#### Exercises to complete:
**a.** Answer these questions from the fusion excerpt below.
(i) On which island was the secretive project announced by Juan Perón carried out?
(ii) To what temperature is the plasma heated in fusion, according to the caption?
(iii) On what date was the piece published?
**b.** Carry on writing the fusion excerpt below, picking up right after its final sentence.

#### Excerpt to read:
We have been trying to harness the reaction that powers the stars for decades, and now private firms are promising commercial fusion within a decade. Is there any reason to believe them this time?
Physics 19 October 2022
By Thomas Lewton
Fusion involves heating a charged gas called a plasma to temperatures approaching 200 million degrees Celsius
David Parker/Science photo library
IN MARCH 1951, the president of Argentina, Juan Perón, announced the results of a secretive project on Huemul Island in northern Patagonia. His scientists had achieved nuclear fusion, he said, harnessing the reaction that powers the sun to herald a future in which energy would be sold in “half-litre bottles, like milk”. But things soon turned sour when researchers returned from Huemul to report that the whole thing was an expensive, embarrassing fraud.
The Huemul hoax was an extreme case. Arguably, though, it set a pattern for the long quest to harness star power for virtually limitless clean energy here on Earth: audacious claims followed by disappointment, rinse and repeat. It explains the tiresome persistence of the old joke that fusion has always been 30 years away, and always will be.

#### Information supplied:
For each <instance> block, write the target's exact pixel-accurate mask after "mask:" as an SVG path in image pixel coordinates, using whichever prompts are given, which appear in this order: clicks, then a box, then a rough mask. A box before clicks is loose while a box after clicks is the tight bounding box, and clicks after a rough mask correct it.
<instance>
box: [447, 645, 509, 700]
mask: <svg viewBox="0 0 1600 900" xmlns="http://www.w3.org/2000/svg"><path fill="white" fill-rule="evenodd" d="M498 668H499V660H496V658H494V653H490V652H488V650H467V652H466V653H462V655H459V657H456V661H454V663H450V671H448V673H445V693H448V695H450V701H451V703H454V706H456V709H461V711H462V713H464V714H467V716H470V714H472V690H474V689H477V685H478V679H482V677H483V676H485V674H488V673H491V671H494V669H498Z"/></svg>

#### Answers to this exercise:
**a.**
(i) Huemul Island, in northern Patagonia.
(ii) Temperatures approaching 200 million degrees Celsius.
(iii) 19 October 2022.

**b.**
Yet here we are again. In the past year alone, private fusion firms have received more investment than in the entire history of this enterprise. “The feeling among investors is that fusion will happen,” says Melanie Windridge, a fusion scientist and founder of Fusion Energy Insights, a membership organisation for the energy industry. Some companies are even promising commercial fusion reactors in a decade. “Progress is happening very rapidly,” says Annie Kritcher at Lawrence Livermore National Laboratory (LLNL) in California. “As you get closer and closer, things start to take off.”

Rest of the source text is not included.